BEGIN Data records

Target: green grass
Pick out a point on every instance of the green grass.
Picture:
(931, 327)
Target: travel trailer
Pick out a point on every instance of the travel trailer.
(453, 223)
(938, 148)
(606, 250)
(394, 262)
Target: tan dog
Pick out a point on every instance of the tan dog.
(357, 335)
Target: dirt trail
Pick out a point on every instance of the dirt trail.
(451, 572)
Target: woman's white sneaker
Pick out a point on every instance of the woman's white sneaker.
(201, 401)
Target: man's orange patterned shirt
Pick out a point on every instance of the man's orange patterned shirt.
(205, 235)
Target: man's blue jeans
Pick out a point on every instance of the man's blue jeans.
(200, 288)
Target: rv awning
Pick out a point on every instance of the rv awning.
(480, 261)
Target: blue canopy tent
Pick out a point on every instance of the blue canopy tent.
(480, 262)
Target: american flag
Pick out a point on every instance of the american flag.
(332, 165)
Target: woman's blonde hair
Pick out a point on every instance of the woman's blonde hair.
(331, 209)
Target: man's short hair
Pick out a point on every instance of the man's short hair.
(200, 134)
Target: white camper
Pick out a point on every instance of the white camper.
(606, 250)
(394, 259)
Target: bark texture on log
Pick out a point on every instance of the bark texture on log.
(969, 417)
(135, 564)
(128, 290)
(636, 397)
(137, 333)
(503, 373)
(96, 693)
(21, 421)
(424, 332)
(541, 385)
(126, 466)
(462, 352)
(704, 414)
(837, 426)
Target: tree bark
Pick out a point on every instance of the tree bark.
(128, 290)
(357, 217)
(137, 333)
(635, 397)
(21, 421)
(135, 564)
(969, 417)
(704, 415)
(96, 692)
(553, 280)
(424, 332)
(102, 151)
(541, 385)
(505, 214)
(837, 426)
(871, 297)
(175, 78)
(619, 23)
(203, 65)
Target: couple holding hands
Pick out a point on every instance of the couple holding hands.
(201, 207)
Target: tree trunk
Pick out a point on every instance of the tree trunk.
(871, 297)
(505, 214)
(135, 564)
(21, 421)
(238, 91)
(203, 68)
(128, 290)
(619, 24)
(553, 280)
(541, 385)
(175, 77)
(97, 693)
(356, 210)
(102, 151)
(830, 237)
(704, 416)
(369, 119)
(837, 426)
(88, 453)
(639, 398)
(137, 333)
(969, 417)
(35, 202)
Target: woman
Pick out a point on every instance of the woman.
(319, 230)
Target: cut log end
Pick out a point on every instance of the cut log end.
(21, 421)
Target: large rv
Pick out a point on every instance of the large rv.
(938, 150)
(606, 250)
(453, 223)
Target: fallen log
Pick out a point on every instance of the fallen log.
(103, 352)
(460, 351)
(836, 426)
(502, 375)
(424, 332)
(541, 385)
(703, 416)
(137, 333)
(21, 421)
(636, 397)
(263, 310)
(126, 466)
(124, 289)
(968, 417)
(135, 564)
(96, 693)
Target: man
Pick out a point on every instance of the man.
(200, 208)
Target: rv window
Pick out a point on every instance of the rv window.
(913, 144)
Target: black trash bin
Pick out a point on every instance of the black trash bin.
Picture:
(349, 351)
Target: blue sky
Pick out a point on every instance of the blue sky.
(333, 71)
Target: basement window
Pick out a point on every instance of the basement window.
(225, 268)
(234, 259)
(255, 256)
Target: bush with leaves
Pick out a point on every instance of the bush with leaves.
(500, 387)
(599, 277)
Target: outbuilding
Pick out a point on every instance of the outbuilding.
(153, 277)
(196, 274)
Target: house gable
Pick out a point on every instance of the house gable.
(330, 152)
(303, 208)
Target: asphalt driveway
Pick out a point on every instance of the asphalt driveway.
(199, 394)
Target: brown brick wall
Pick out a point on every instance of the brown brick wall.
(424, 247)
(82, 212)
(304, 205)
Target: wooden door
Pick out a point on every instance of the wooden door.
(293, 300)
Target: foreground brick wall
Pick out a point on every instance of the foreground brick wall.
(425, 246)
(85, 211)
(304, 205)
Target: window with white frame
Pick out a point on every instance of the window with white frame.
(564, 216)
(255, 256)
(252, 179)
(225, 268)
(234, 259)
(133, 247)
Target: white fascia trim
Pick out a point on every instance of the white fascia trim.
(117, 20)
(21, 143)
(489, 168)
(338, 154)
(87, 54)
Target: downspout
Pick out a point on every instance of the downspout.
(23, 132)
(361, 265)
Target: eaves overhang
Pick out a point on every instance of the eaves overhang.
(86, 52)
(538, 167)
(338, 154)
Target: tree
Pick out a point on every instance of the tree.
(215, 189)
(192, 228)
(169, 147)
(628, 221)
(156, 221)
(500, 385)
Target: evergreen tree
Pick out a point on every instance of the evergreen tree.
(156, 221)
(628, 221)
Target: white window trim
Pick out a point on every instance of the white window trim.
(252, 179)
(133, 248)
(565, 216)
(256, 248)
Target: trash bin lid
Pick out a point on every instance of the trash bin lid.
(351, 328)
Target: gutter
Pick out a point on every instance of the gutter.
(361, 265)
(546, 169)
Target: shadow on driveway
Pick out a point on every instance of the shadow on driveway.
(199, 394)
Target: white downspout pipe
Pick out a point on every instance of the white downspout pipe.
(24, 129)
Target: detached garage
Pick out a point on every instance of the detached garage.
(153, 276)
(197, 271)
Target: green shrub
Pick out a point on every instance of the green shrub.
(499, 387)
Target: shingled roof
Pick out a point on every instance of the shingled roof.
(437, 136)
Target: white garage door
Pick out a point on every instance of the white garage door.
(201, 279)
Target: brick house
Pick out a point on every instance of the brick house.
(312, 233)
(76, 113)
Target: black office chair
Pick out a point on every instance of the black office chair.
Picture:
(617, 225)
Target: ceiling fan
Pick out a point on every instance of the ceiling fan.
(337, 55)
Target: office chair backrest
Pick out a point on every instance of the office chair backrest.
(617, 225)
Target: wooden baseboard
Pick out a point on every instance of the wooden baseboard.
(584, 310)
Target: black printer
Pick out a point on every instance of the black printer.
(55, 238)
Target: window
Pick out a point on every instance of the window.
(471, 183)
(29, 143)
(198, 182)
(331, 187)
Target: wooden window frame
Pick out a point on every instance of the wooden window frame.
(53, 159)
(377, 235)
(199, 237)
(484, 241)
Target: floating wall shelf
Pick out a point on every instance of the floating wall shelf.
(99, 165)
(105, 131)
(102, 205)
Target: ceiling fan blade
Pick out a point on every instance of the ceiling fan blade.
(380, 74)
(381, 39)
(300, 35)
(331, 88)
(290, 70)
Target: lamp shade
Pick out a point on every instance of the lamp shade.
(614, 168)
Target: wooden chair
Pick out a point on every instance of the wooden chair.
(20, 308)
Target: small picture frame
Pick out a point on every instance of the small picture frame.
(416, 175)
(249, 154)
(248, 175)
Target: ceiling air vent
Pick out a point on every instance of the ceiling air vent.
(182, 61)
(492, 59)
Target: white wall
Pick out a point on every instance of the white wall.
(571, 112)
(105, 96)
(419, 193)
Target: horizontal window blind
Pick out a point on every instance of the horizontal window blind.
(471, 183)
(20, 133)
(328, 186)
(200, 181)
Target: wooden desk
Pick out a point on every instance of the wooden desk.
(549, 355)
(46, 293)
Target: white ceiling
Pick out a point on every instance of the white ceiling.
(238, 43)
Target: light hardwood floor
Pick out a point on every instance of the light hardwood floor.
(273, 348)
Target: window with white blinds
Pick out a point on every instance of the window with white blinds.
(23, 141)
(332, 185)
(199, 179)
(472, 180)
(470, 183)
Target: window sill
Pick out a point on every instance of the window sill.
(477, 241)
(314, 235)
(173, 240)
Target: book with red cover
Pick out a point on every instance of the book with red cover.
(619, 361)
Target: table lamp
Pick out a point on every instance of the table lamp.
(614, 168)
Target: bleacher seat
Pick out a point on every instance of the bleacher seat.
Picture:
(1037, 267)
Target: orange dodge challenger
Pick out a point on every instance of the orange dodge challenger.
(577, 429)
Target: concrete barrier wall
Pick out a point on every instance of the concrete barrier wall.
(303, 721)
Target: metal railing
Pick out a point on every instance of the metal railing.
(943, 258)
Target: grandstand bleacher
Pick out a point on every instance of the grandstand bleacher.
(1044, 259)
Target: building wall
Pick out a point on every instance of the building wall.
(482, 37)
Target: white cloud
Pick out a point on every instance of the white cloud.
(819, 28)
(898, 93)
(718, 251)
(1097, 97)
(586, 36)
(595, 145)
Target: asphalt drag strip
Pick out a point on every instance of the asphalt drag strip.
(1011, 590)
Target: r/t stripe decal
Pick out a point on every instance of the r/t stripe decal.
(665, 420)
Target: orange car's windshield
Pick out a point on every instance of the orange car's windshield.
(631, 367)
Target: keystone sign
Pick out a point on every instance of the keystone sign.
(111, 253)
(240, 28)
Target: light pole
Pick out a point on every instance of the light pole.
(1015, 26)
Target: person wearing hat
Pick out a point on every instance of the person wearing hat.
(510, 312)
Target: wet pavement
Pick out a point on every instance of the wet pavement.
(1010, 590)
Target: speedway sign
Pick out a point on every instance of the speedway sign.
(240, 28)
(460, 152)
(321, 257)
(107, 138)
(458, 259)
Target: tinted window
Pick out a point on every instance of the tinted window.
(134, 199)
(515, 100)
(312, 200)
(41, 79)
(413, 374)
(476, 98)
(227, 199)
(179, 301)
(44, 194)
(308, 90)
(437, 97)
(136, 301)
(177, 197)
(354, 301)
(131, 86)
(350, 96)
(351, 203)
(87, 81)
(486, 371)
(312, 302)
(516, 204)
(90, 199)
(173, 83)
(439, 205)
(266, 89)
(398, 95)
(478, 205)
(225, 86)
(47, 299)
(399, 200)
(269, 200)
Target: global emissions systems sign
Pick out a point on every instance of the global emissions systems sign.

END Data records

--- To be done ---
Starting at the line that contains "Target: light pole", repeat each line exactly through the last one in the listing. Include both of those lines and nothing more.

--- Reply ---
Target: light pole
Pick out a point on every instance of the light pole.
(1015, 26)
Target: person wearing hat
Pick out a point on every instance of the person wearing hat.
(510, 312)
Target: wet pavement
Pick out a point on every instance of the wet pavement.
(1010, 590)
Target: speedway sign
Pick out a point on every instance of the speedway sign.
(240, 28)
(460, 152)
(321, 257)
(107, 138)
(458, 259)
Target: tinted window
Pick out a point on every instance of the tinted window.
(134, 199)
(515, 100)
(312, 200)
(41, 79)
(413, 374)
(476, 98)
(227, 199)
(179, 301)
(44, 194)
(308, 90)
(437, 97)
(136, 301)
(177, 197)
(354, 301)
(131, 86)
(350, 96)
(351, 203)
(87, 81)
(486, 371)
(312, 302)
(516, 204)
(90, 199)
(173, 83)
(439, 205)
(266, 89)
(398, 95)
(478, 205)
(225, 86)
(47, 299)
(399, 200)
(269, 200)
Target: global emissions systems sign
Pick out a point on every instance of the global emissions systems sign.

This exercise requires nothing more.